━━━━━ Data provided ━━━━━
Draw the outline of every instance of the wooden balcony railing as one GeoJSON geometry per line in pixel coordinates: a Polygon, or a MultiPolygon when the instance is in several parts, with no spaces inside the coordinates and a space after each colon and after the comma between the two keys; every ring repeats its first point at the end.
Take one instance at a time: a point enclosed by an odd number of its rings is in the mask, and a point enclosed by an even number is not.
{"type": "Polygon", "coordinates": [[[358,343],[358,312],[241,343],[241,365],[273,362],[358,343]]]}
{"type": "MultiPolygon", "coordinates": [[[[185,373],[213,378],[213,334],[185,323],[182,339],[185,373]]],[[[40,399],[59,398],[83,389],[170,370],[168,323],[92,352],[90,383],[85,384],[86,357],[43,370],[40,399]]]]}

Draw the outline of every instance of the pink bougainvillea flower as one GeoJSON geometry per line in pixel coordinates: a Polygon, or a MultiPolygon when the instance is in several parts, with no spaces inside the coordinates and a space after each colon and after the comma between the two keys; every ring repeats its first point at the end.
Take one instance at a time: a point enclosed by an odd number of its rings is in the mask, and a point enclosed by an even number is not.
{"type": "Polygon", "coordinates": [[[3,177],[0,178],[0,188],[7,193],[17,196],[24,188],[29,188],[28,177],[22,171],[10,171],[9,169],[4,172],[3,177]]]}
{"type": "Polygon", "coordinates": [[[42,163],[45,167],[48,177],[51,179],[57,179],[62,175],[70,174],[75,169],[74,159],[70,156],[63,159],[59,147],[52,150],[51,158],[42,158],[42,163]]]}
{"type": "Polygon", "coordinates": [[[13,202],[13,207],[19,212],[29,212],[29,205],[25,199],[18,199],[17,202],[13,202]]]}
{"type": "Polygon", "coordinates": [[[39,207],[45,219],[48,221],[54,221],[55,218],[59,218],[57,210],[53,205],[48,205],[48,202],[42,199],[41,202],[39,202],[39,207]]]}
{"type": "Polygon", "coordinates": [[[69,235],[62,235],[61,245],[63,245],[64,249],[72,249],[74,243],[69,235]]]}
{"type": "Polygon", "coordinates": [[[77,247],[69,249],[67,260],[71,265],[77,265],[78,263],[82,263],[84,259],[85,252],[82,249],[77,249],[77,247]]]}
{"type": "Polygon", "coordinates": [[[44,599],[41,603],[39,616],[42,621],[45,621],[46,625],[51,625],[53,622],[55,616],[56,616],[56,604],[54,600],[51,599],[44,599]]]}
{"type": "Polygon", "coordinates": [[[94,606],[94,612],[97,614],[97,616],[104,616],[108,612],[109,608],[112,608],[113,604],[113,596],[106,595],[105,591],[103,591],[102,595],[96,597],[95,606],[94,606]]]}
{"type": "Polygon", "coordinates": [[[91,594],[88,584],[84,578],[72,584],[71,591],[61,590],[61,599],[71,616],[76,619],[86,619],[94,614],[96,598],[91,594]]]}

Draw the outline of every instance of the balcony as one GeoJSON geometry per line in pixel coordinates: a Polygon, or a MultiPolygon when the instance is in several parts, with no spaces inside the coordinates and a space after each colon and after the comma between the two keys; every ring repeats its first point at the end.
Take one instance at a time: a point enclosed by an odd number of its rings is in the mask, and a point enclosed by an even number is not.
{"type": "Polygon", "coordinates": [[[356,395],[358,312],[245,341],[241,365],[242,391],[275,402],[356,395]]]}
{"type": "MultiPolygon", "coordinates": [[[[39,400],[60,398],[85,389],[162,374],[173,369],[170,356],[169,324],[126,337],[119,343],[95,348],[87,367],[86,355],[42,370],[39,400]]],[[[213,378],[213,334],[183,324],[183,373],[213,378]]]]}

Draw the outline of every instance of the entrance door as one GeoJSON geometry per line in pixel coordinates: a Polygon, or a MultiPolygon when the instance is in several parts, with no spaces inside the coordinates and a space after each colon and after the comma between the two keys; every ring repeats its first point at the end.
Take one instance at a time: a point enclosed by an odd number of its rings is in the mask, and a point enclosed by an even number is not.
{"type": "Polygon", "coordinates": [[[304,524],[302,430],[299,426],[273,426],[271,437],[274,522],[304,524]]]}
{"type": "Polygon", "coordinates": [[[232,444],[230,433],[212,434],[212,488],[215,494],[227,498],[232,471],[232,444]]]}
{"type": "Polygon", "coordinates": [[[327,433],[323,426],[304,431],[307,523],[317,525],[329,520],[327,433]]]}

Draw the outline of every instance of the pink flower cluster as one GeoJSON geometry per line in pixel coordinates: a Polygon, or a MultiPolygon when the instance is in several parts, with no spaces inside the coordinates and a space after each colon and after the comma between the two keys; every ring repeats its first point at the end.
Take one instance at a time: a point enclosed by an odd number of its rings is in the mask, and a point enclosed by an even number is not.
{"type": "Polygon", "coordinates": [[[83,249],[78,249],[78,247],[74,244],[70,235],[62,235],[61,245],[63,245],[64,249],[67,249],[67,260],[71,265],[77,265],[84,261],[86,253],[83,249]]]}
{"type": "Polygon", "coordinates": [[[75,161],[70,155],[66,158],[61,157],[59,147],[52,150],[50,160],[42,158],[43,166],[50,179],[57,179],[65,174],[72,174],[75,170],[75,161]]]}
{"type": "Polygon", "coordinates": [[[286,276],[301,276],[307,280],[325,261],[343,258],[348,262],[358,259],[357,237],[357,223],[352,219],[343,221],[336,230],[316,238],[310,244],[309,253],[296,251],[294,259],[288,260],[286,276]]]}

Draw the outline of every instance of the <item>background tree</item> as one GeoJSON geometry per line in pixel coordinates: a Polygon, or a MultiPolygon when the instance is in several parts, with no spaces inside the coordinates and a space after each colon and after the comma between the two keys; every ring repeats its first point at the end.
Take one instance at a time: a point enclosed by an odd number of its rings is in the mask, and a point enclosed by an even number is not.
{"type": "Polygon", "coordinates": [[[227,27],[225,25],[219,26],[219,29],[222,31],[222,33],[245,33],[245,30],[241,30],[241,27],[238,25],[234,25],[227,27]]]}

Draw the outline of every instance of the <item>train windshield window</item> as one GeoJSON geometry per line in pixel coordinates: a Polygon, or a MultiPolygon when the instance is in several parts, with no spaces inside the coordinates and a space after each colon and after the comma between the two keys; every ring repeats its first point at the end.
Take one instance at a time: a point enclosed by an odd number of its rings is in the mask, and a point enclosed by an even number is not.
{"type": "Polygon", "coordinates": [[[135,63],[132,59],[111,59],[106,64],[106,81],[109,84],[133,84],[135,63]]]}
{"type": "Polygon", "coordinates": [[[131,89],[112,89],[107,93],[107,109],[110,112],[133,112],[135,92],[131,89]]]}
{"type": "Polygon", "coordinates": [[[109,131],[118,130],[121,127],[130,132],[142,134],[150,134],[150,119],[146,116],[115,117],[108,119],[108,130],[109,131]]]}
━━━━━
◆ Work to be completed: Copy out in full every line above that contains the word "pink".

◆ Written response:
Draw the outline of every instance of the pink bougainvillea flower as one GeoJSON geometry per line in pixel coordinates: a Polygon, or a MultiPolygon when the instance is in several parts, with no spaces inside the coordinates and a space after each colon and after the comma between the two keys; every ring repeats its first point at the end.
Draw the outline of every instance of the pink flower cluster as one GeoJSON geometry per line in pixel coordinates: a Polygon, or a MultiPolygon when the instance is in several parts, with no spaces inside the coordinates and a space after each colon and after the comma between the two keys; every ring repeats its first point at the end.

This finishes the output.